| Task goal |
Decide whether each statement agrees with the text on aqueous solutions, answering yes or no and quoting the deciding words: (a) In an aqueous solution, water is the solvent. (b) Aqueous solutions see little use in laboratories. (c) The text credits aqueous solutions' importance in chemistry to their ability to dissolve ionic compounds easily.

| Quoted text |
((
These are the key concepts you need to understand to accurately answer the question.

Aqueous Solutions
An aqueous solution is simply a mixture where water acts as the solvent. The term "aqueous" indicates that the substance is dissolved in water, and the solute is typically some other substance, like ammonia in this exercise. Aqueous solutions are crucial in chemistry because they easily dissolve ionic compounds, enabling chemical reactions. For instance:
  • They play a fundamental role in biochemical processes in our bodies.
  • They are used extensively in laboratories to conduct experiments.
  • Many household and industrial products are manufactured using aqueous solutions.
Understanding how substances behave in water allows us to predict reactions and calculate concentrations, such as molarity, effectively.
))
| Given information |
((
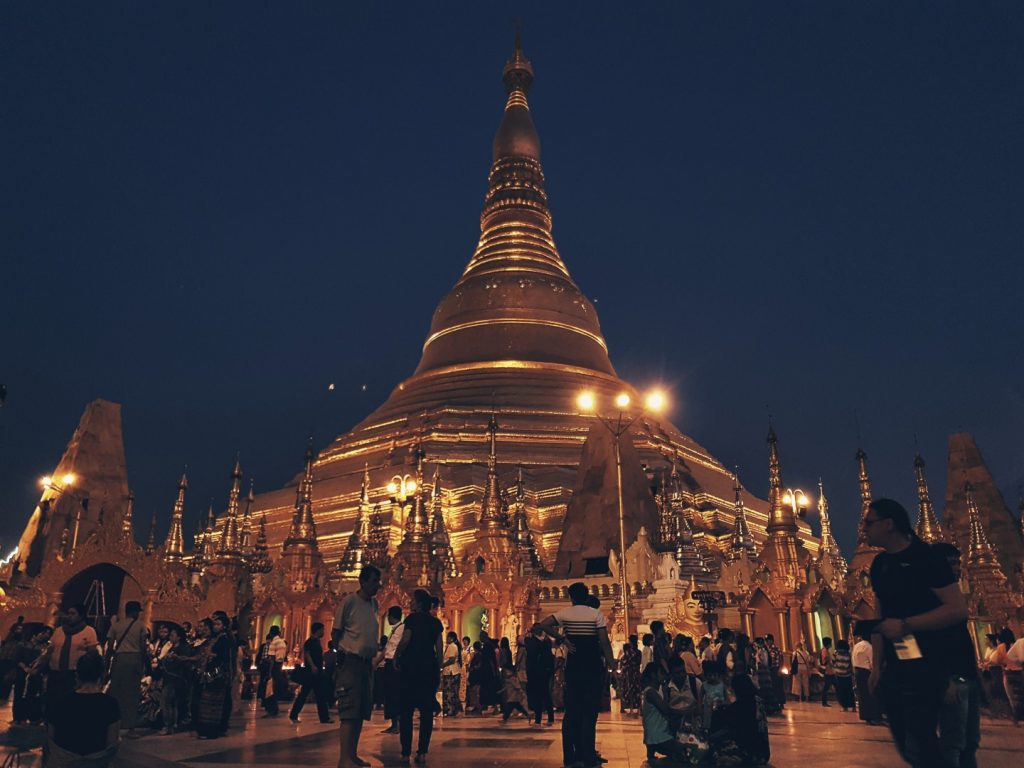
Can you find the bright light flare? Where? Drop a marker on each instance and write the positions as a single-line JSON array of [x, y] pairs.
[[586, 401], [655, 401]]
))
((
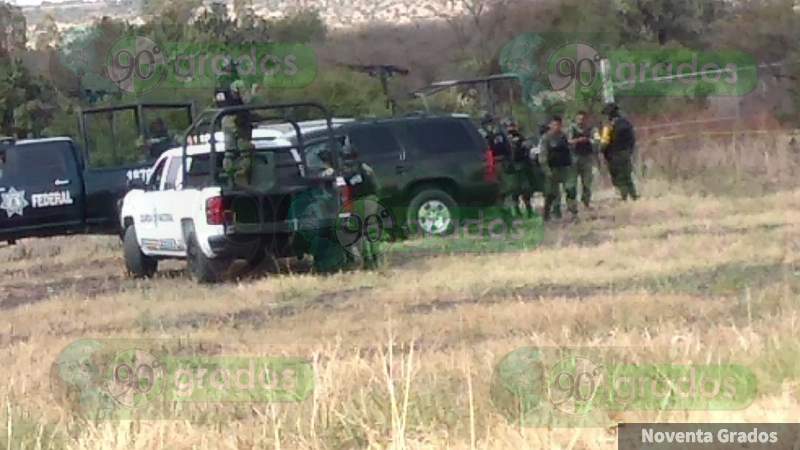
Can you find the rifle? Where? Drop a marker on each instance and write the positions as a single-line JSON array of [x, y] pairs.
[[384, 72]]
))
| Answer in full |
(a) Yes: "a mixture where water acts as the solvent"
(b) No: "They are used extensively in laboratories to conduct experiments."
(c) Yes: "Aqueous solutions are crucial in chemistry because they easily dissolve ionic compounds"